--- begin Source text ---

This works well for monotone functions (e.g., increasing or decreasing), as $f(X_i)$ and $f(1 - X_i)$ are negatively correlated, reducing the variance of their average.

**Example**: To estimate the integral of $e^{-x}$ from 0 to 1, we sample $U_i \sim \text{Uniform}(0,1)$ and compute $(1/(n/2)) \sum_{i=1}^{n/2} (e^{-U_i} + e^{-(1 - U_i)})/2$. Since $e^{-x}$ is decreasing, $e^{-U_i}$ and $e^{-(1 - U_i)}$ have negative correlation, lowering variance compared to the naive estimate $(1/n) \sum_{i=1}^n e^{-U_i}$.

**Why It Works**: The variance of the antithetic estimator is:

$(1/4) [\text{Var}(f(U)) + \text{Var}(f(1 - U)) + 2 \text{Cov}(f(U), f(1 - U))]$.

Since $\text{Var}(f(1 - U)) = \text{Var}(f(U))$ and $\text{Cov}(f(U), f(1 - U))$ is negative for monotone $f$, the variance is smaller than $\text{Var}(f(U))/n$ for the naive estimator.

### 2. Control Variates

**Idea:** Control variates improve the estimate of an unknown quantity by using a related quantity with a known expected value. Suppose we want to estimate $E[m] = \mu$, where $m$ is an unbiased estimator (e.g., $m = (1/n) \sum_{i=1}^n f(X_i)$ for $f(X_i) = e^{-X_i}$). We choose a control variate $t$ with known expected value $E[t] = \tau$ (e.g., $t = (1/n) \sum_{i=1}^n X_i$, $\tau = 0.5$ for $X_i \sim \text{Uniform}(0,1)$). The control variate estimator is:

$m^* = m + c (t - \tau)$,

where $c$ is a constant chosen to minimize variance. This estimator remains unbiased because $E[m^*] = E[m] + c (E[t] - \tau) = \mu + c (\tau - \tau) = \mu$.

The variance of $m^*$ is:

$\text{Var}(m^*) = \text{Var}(m) + c^2 \text{Var}(t) + 2c \text{Cov}(m, t)$.

To minimize $\text{Var}(m^*)$, we choose the optimal coefficient:

$c^* = -\text{Cov}(m, t) / \text{Var}(t)$.

This gives the minimum variance:

$\text{Var}(m^*) = \text{Var}(m) (1 - \rho_{m,t}^2)$,

where $\rho_{m,t} = \text{Corr}(m, t)$ is the correlation between $m$ and $t$. The closer $|\rho_{m,t}|$ is to 1, the greater the variance reduction.

**Example:** To estimate the integral of $e^{-x}$ from 0 to 1, we use $m = (1/n) \sum_{i=1}^n e^{-X_i}$, where $X_i \sim \text{Uniform}(0,1)$. We choose the control variate $t = (1/n) \sum_{i=1}^n X_i$, with known $E[t] = 0.5$. We estimate $c^* = -\text{Cov}(e^{-X}, X) / \text{Var}(X)$ from samples and compute:

$m^* = (1/n) \sum_{i=1}^n e^{-X_i} + c^* ((1/n) \sum_{i=1}^n X_i - 0.5)$.

--- end Source text ---

* [Set task 1]: In the passage on variance reduction, what makes the control variate method reduce variance more?
* [Set task 2]: Echo everything in the passage on variance reduction from "This works well" down to "of their average.".

--- begin Data provided ---

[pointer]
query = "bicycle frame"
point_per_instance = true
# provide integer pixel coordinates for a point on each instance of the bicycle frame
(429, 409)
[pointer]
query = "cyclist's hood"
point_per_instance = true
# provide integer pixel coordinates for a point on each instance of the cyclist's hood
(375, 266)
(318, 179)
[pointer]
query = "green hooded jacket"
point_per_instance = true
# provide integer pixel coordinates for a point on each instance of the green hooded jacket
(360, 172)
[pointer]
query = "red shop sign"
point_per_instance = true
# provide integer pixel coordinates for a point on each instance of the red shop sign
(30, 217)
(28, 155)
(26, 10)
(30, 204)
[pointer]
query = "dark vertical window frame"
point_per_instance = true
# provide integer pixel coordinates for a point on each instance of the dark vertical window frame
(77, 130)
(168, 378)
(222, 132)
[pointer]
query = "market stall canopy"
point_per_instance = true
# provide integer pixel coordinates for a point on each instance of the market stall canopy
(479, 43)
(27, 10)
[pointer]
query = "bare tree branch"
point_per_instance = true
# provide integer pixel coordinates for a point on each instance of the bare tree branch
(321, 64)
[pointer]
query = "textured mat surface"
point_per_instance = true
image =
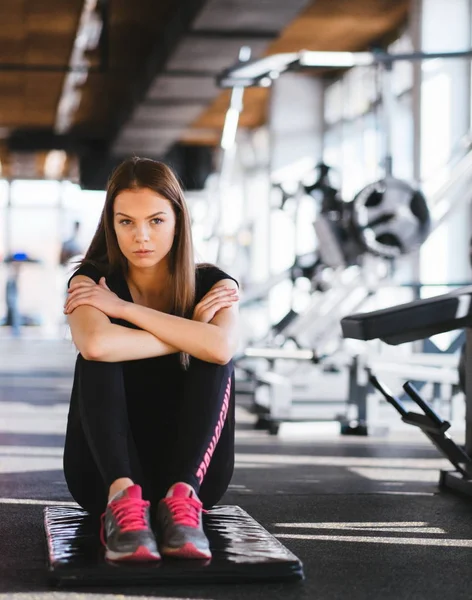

--- end Data provided ---

* [Exercise solution 1]: The closer the absolute value of the correlation between $m$ and $t$ is to 1, the greater the variance reduction.

* [Exercise solution 2]:
This works well for monotone functions (e.g., increasing or decreasing), as $f(X_i)$ and $f(1 - X_i)$ are negatively correlated, reducing the variance of their average.